══ DOCUMENT SECTION
I wonder if they improved things for the LCI. I use nav voice commands/inputs (in addition to emails/texts) all the time and they work well.


----------



## 750LIXM (Nov 25, 2018)

After having my 750 for a little over a month now, what i've come to realize is that 0 to 60 prowess is almost wasted thus far, one second quicker in a model 3 would be no less wasted. I can hardly ever enjoy what it can do except for the occasional on ramp in the one in ten instances there is a gap in front of me. 

My neighbor has a model 3 and has the same 'issue'. So the speed/power/acceleration for a daily commute to the office, might at well be a Rav4. The 7 seems to do voice commands good but I prefer pressing buttons and so far have only used the navi for novelty purposes. My neighbor is ho hum on the model 3 controls and track balls. 

Fit and finish is as bad as I've ever seen a car make it to production. 

We can't make it to any of our lake homes and back on an electric car quite yet so puts us right back into the 7 or an suv.


----------



## acoste (Nov 27, 2011)

openwheelracing said:


> Multiple E90 and F30 owner here.
> 
> My Model 3 handles better than any Bimmer i've ever owned (all with sport suspension).
> 
> ...


Speaking of SAFETY.

Model 3 is good in frontal collision (at least for the driver). However the F30 offers better protection in a side pole crash (for example sliding into a tree or a pole) plus there is a chance that the battery goes on fire in this kind of accident. 
Even the frontal collision isn't that simple. Protection in order starting with the best: 
Model 3 driver; BMW F30 passenger; Model 3 passenger; BMW F30 driver;


----------



## paranoidroid (Sep 22, 2018)

acoste said:


> Speaking of SAFETY.
> 
> Model 3 is good in frontal collision (at least for the driver). However the F30 offers better protection in a side pole crash (for example sliding into a tree or a pole) plus there is a chance that the battery goes on fire in this kind of accident.
> Even the frontal collision isn't that simple. Protection in order starting with the best:
> Model 3 driver; BMW F30 passenger; Model 3 passenger; BMW F30 driver;


Are you able to provide real facts, data, engineering analysis to back these F30 vs Model 3 safety assertions?


----------



## acoste (Nov 27, 2011)

paranoidroid said:


> Are you able to provide real facts, data, engineering analysis to back these F30 vs Model 3 safety assertions?


I analyzed the NHTSA data for both.

There is an issue with Tesla's design. It is more similar to the body-on-frame design rather than the unibody structure (although it looks like a unibody). 
Body-on-frame cars don't have crumple zones and therefore they aren't very good at protecting the passengers. Model 3 has very narrow crumple zones on the sides due to their battery design. Tesla made the body super rigid to protect the battery. Other EV car makers made the battery strong and have less rigid chassis to provide some more crumple zone. The difference between F30 (since it has no battery) and Model 3 is even bigger.

To illustrate the difference it is better to watch the Model X and BMW X5 pole side crash (Model 3 and F30 comparison is the same but it's more visible here for the SUVs):

Notice how rigid the bottom part is. The car tilts 20+ degree.
════
══ DATASET ENTRIES
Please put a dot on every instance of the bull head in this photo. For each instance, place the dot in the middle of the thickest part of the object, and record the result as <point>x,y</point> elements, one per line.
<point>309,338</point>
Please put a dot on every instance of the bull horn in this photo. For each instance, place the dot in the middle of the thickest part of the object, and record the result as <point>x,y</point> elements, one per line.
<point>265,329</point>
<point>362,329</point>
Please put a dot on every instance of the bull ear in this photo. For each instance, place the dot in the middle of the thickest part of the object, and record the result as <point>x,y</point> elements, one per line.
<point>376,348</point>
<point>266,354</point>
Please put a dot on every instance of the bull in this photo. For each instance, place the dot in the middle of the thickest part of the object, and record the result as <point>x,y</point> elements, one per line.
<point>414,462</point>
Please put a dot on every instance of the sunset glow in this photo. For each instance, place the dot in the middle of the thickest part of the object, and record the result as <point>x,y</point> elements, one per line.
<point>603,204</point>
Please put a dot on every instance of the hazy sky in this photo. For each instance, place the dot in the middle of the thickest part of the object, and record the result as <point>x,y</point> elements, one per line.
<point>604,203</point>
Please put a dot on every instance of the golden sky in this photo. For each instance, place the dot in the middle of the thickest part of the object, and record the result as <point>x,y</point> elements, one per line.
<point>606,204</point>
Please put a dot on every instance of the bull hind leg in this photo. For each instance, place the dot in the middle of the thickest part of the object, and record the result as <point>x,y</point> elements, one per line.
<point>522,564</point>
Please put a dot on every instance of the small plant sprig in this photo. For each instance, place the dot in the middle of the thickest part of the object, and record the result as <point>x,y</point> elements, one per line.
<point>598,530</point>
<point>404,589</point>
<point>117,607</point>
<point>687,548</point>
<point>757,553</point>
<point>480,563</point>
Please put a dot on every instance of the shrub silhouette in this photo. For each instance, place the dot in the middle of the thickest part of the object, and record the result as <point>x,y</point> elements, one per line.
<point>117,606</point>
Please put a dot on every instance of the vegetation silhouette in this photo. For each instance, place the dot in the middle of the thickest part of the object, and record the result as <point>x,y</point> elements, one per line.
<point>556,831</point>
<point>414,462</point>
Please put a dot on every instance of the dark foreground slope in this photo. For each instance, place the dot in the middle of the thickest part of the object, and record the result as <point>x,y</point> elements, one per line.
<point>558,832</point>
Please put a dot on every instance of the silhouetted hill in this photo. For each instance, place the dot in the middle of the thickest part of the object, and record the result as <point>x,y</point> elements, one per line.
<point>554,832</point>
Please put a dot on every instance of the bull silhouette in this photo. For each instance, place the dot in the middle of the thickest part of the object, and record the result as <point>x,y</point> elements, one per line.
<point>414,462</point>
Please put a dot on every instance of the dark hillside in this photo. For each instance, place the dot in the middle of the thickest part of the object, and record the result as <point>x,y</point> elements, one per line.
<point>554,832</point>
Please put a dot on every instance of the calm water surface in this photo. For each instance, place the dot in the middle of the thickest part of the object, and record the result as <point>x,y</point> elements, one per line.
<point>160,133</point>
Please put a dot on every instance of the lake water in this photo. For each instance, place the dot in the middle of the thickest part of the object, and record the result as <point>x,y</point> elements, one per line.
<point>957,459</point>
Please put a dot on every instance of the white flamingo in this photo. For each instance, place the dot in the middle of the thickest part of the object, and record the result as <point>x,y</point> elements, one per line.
════
:: LIST OF TASKS ::
**a.** In the forum thread comparing the Model 3 with BMW cars, list the four occupant positions in acoste's frontal-collision protection ranking, from best to worst.
**b.** Answer these questions from the forum thread comparing the Model 3 with BMW cars:
(i) How long had 750LIXM owned the 750 at the time of posting?
(ii) Whose data does acoste say was analyzed for both cars?
(iii) By how many degrees does the car tilt, according to the last sentence shown?
**c.** Write what comes next in the forum thread comparing the Model 3 with BMW cars, picking up after its last sentence.

:: EXERCISE RESPONSES ::
**a.** Model 3 driver; BMW F30 passenger; Model 3 passenger; BMW F30 driver

**b.**
(i) A little over a month.
(ii) NHTSA's.
(iii) 20+ degrees.

**c.**
https://www.youtube.com/watch?v=SjapNSJJT0I&t=50

And here BMW is swallowing the impact with the bottom structure. The car looks more severe after the crash however the passengers suffer less injury.

https://www.youtube.com/watch?v=UEDZifPOS9Y&t=47


----------



## paranoidroid (Sep 22, 2018)

acoste said:


> I analyzed the NHTSA data for both.
> 
> There is an issue with Tesla's design. It is more similar to the body-on-frame design rather than the unibody structure (although it looks like a unibody).
> Body-on-frame cars don't have crumple zones and therefore they aren't very good at protecting the passengers. Model 3 has very narrow crumple zones on the sides due to their battery design. Tesla made the body super rigid to protect the battery. Other EV car makers made the battery strong and have less rigid chassis to provide some more crumple zone. The difference between F30 (since it has no battery) and Model 3 is even bigger.
> ...


Got it, so more unqualified armchair quarterbacking through youtube videos and no real facts, data, engineering analysis. The youtube videos don't illustrate anything with what the test dummies inside the structures experienced.

NHTSA provides over 100 pages of raw data for the crash testing.

You're not a mechanical structural, vehicle safety engineer so you're not qualified to analyze the NHTSA data. If there was a statement by a qualified engineer who analyzed the data and came with those conclusions it would be a different story.

NHTSA themselves deduce the data into five potential stars as well as probability of injury in which the Model 3 achieves five stars in all categories and the F30 five stars except four stars in front driver safety.

Additionally, NHTSA deduces the data into a combined crashworthiness score and probability of injury by taking the weighted average of the Relative Risk Scores (RRS) in front, side and rollover crashes. You can get the spreadsheets through the NCAP Combined Crashworthiness Ratings doc on regulations.gov. Both the Model 3 and the Model X in your example score far better than their counterparts.



acoste said:


> There is an issue with Tesla's design. It is more similar to the body-on-frame design rather than the unibody structure (although it looks like a unibody).
> Body-on-frame cars don't have crumple zones and *therefore they aren't very good at protecting the passengers*.


NHTSA's deduction of their data is complete opposite of your conclusion, the Model 3 probability of injury through weighted Relative Risk Scores is lower than any car they've tested.

There may be those who are qualified to offer alternative interpretations of NHTSA's data but last we checked you are far and away less qualified to analyze NHTSA's raw data than the organization themselves.


----------



## acoste (Nov 27, 2011)

paranoidroid said:


> Got it, so mor...


I think NHTSA numbers are hard data, no opinions there. It is not just one score. It is deceleration and forces on different body parts.

Problem is you don't seem to understand physics. If you didn't understand the difference based on watching those videos, there is no point for me to explain it in more details.


----------



## paranoidroid (Sep 22, 2018)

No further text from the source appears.